» **WHAT TO WORK ON**: Show every line of the rows below that contains the word "Could", copying each one in full. Case counts.

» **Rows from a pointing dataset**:
- - -
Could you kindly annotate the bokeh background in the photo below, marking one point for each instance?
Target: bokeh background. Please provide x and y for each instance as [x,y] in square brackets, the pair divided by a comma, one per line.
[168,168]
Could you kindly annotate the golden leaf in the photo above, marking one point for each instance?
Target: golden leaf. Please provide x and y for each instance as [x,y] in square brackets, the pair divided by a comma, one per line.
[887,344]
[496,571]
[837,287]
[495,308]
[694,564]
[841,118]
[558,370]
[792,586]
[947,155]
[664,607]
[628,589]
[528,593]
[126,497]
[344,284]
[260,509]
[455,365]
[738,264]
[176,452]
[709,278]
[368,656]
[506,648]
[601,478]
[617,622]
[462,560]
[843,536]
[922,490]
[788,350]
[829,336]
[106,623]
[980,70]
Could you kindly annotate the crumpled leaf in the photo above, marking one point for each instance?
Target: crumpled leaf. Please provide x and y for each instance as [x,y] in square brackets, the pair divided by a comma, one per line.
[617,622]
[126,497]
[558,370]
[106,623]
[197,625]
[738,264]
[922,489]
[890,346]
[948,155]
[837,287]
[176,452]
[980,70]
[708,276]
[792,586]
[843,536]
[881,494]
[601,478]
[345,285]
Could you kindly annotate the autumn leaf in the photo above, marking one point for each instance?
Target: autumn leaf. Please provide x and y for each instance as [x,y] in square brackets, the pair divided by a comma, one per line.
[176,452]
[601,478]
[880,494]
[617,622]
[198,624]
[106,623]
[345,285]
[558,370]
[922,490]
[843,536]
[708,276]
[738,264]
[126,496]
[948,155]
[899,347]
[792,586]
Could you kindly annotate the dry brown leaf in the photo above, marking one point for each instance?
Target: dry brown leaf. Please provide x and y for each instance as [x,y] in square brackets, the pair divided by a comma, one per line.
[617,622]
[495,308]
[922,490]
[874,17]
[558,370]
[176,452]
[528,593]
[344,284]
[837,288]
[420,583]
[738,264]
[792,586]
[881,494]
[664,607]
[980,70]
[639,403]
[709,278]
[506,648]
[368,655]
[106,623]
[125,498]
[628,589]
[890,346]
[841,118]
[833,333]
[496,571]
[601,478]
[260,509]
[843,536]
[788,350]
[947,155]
- - -
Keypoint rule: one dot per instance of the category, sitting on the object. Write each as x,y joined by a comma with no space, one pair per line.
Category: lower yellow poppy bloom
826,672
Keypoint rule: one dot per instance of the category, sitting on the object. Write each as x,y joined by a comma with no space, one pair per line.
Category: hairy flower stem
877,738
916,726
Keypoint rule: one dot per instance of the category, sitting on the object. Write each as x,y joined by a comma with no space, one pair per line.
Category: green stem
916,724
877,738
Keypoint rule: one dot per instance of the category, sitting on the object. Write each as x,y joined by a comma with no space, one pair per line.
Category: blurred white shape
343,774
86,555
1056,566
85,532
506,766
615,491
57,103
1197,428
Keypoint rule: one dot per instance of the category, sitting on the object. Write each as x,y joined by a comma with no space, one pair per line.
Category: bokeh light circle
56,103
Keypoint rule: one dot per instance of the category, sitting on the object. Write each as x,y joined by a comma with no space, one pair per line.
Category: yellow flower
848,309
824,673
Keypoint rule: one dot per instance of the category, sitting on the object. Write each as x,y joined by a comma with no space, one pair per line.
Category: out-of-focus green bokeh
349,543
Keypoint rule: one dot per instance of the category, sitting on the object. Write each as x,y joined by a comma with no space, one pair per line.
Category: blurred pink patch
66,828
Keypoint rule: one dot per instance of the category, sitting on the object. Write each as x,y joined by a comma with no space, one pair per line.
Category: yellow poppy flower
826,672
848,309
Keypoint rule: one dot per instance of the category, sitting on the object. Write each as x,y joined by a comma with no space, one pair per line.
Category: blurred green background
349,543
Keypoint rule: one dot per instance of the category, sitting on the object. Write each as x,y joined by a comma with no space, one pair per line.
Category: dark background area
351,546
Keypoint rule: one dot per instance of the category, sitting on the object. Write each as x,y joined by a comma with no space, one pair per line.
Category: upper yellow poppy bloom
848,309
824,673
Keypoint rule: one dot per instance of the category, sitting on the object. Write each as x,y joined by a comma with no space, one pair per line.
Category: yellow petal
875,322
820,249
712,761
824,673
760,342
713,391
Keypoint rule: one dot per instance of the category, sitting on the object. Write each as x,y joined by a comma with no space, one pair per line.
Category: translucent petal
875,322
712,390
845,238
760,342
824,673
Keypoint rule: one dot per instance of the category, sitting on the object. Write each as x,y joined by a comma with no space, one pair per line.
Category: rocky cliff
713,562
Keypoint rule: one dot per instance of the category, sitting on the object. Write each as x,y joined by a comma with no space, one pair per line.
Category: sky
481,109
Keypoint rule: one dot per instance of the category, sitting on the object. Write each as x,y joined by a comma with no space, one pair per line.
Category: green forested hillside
- - -
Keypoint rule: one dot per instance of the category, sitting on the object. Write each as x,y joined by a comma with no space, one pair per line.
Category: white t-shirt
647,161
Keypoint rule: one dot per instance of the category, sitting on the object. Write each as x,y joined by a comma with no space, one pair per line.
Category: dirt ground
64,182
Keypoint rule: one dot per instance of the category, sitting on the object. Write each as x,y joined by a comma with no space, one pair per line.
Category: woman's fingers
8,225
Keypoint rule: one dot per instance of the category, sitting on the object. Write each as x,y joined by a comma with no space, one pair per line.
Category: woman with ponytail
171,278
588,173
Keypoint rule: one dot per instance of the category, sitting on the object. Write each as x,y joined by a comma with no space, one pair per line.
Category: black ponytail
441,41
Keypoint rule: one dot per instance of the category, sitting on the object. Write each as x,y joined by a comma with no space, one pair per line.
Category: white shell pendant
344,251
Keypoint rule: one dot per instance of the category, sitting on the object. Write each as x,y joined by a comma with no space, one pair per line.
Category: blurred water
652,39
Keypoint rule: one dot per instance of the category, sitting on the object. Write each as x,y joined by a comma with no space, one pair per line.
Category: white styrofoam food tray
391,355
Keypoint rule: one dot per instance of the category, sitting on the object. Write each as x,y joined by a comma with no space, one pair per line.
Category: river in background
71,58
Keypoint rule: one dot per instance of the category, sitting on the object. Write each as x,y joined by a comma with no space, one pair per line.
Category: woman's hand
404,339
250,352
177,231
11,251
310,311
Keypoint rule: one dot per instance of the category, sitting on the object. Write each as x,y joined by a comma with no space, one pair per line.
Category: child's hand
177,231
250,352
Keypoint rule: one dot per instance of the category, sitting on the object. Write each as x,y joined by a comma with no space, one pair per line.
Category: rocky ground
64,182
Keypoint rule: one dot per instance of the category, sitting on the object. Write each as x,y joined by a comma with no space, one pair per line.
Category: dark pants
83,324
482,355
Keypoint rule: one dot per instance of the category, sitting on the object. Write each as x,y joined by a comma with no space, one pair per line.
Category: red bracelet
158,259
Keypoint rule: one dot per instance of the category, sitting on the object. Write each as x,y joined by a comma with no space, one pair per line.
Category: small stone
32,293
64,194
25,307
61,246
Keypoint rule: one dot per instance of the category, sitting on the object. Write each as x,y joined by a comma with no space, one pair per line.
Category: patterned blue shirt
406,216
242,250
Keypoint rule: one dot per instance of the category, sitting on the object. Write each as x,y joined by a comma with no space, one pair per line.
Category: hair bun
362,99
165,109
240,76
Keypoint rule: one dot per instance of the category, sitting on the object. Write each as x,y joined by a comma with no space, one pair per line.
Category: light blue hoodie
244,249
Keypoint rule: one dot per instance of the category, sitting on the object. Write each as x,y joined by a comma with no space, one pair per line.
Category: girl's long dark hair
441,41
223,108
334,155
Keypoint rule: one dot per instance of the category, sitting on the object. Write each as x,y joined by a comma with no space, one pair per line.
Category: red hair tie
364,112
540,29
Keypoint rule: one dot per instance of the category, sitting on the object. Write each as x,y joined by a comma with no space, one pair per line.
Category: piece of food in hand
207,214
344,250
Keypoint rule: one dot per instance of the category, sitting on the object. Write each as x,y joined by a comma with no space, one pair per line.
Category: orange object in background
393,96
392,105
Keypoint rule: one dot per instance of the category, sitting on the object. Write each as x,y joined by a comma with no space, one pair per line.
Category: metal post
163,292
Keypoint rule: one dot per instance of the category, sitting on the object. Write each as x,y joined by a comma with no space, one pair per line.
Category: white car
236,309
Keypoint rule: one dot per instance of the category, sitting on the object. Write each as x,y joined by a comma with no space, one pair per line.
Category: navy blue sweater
- - -
» **SOLUTION TO THIS EXERCISE**:
Could you kindly annotate the bokeh background in the photo below, marking one point for each instance?
Could you kindly annotate the golden leaf in the photo above, marking one point for each instance?
Could you kindly annotate the crumpled leaf in the photo above, marking one point for each instance?
Could you kindly annotate the autumn leaf in the photo above, marking one point for each instance?
Could you kindly annotate the dry brown leaf in the photo above, marking one point for each instance?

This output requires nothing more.